LESETEXT:
..........

Eingang zum Kongobuji-Tempel
Eingang zum Kongobuji-Tempel. © Photo AC / Nakaoka Hajime
Steingarten des Kongobuji. © Photo AC / PhotoNetwork_Free

Ein Friedhof wie kein anderer

Das andere Highlight des Kōyasan ist der Okunoin, der größte Friedhof Japans, auf dem über 200.000 Gräber zwischen den alles überragenden Zypressen und Zedern ihren Platz finden. Es führen zwei Hauptwege ins Innere des Friedhofs, auf denen sich so einiges entdecken lässt: Wer die Augen offenhält, entdeckt den ein oder anderen unüblich geformten Grabstein, wie zum Beispiel bei den Firmengräbern des Joghurtdrink-Herstellers Yakult oder der Kaffee-Marke UCC. Auch finden japanische Geschichts-Enthusiasten sicherlich Namen, die ihnen aus den Geschichtsbüchern sehr bekannt vorkommen müssen, wie Oda Nobunaga oder Toyotomi Hideyoshi.   

Ein besonderer Grabstein: Das Firmengrab des japanischen Kaffee-Herstellers UCC.

..........

DATENAUSZUG:

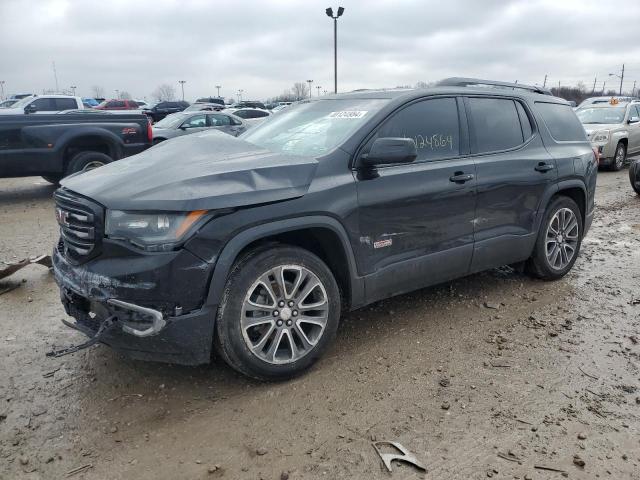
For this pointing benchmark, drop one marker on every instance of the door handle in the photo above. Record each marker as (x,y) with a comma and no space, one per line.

..........

SCHRIFTLICHE AUFGABE A: Welche Namen von Firmen und historischen Personen nennt der Lesetext im Zusammenhang mit Gräbern auf dem Okunoin?
SCHRIFTLICHE AUFGABE B: Wie viele Gräber befinden sich laut Lesetext auf dem Okunoin?
Die Daten braucht man zum Lösen nicht.

ERGEBNIS A: Yakult, UCC, Oda Nobunaga, Toyotomi Hideyoshi

ERGEBNIS B: Über 200.000 Gräber.